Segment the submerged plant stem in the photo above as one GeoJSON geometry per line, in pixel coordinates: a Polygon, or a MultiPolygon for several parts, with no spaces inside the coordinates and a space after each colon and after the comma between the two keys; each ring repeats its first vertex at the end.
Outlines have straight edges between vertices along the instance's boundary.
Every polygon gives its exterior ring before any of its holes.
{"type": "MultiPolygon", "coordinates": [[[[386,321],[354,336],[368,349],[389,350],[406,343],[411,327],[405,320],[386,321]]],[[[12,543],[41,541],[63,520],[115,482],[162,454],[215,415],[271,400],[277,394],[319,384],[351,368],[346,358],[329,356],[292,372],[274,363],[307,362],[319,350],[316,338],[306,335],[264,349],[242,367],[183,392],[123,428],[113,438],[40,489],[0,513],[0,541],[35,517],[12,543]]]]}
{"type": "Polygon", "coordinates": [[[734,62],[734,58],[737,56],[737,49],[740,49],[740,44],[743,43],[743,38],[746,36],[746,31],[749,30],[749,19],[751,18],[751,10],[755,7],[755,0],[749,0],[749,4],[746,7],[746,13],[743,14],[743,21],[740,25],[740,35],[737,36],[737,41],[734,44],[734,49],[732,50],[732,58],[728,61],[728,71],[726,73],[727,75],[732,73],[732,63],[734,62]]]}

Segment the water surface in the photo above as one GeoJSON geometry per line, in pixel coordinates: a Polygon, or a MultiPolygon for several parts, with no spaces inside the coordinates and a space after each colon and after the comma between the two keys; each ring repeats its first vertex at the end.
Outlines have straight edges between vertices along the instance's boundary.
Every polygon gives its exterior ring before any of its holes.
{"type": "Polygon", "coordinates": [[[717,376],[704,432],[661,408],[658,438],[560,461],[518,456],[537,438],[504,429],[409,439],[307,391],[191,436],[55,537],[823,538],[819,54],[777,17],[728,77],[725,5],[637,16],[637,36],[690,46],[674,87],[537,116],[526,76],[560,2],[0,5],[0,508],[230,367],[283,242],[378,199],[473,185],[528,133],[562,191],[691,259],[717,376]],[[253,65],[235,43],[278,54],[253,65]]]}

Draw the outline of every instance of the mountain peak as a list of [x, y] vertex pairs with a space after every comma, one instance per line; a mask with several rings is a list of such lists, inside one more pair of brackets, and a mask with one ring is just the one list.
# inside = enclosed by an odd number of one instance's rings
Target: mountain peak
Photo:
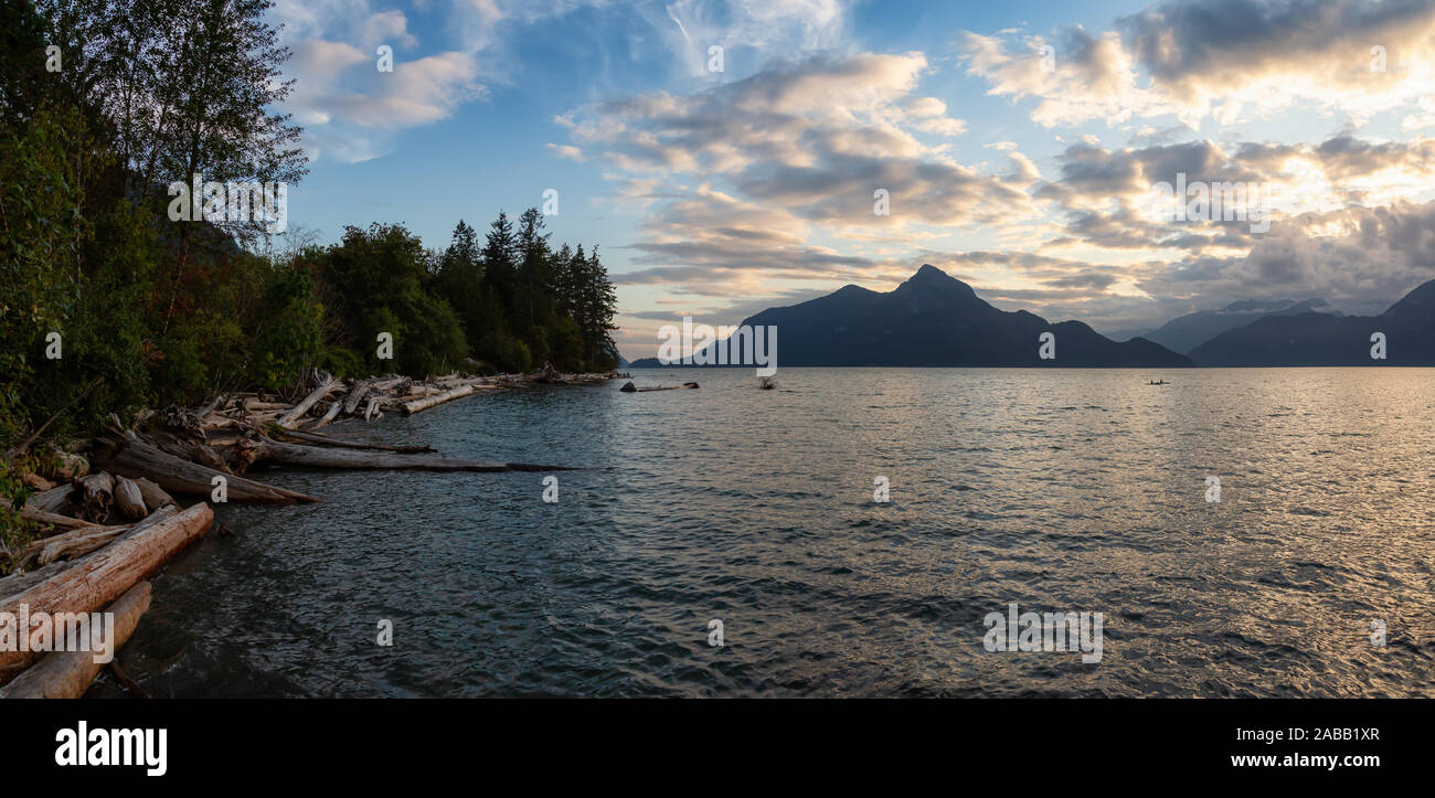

........

What is needed – Copy out every line of the records that contains the word "mountain".

Reply –
Draw the outline of every instance of the mountain peak as a list of [x, y] vertex pairs with a space after every comma, one instance per line; a mask with several rings is a list of such lists, inside one more pair of brackets, and a mask with one ring is just the one list.
Target: mountain peak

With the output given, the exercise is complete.